== Activity ==
Look through the lines below and extract any with the word "tree".

== Information shown ==
------------------------------------------------------------

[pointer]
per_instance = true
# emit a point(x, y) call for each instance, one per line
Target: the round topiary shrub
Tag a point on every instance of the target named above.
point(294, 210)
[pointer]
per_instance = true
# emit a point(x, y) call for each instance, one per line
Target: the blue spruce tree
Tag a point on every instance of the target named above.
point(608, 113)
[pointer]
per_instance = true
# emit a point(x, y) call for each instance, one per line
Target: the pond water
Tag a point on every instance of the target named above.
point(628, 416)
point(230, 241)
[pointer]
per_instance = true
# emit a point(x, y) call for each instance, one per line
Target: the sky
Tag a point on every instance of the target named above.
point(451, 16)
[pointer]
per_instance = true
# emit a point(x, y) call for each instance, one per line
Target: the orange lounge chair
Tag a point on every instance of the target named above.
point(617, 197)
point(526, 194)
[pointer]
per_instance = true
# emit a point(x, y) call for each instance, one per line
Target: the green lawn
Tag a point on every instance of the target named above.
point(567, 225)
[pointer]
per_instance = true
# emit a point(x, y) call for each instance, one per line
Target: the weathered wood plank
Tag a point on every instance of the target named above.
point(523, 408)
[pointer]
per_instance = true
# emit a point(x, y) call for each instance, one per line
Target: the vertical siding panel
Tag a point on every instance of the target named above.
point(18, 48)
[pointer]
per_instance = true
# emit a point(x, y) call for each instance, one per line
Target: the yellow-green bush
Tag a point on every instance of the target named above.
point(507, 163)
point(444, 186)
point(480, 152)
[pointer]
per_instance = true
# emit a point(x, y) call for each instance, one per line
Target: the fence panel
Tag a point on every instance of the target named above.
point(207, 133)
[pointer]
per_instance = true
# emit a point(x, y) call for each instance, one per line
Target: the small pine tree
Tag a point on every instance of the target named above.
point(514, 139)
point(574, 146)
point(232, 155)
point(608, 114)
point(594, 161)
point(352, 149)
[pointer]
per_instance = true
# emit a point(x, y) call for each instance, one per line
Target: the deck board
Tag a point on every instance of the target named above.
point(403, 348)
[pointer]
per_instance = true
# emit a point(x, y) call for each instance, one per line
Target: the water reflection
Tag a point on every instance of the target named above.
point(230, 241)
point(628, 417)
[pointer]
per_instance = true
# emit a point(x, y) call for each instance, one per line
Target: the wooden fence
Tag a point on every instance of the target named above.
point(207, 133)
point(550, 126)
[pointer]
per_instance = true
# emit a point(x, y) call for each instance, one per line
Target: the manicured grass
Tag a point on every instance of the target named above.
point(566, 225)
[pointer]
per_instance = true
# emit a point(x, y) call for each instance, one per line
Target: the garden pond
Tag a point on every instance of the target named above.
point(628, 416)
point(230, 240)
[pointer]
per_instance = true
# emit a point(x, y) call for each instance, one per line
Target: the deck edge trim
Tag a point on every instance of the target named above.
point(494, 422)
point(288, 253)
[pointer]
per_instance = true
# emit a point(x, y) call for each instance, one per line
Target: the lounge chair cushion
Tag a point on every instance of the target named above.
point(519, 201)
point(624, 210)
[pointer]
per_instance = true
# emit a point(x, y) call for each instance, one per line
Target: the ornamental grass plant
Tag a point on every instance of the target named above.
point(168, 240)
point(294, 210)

------------------------------------------------------------

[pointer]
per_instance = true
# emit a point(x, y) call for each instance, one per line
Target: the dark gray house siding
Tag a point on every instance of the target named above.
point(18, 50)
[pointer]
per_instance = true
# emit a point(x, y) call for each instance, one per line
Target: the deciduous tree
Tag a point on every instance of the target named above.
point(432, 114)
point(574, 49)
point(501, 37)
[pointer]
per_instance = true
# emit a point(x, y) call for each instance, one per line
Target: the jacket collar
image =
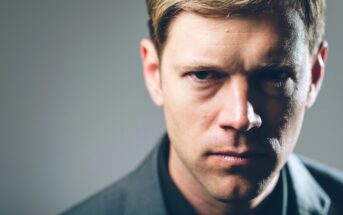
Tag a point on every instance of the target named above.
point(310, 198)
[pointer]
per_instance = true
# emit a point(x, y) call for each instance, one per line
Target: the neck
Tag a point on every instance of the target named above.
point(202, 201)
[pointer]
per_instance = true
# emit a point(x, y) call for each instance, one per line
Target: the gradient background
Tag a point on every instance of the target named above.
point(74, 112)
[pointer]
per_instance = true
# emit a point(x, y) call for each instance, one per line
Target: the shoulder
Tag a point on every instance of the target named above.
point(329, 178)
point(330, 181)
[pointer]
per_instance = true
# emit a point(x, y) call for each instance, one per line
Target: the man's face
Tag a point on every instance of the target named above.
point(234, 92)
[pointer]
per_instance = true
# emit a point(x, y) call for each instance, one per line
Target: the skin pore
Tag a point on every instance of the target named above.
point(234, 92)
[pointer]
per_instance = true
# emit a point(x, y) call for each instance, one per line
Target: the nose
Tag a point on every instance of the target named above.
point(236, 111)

------------------------------------------------------------

== Result of the task ==
Target: the blue spruce tree
Target: the small pine tree
Target: the deciduous tree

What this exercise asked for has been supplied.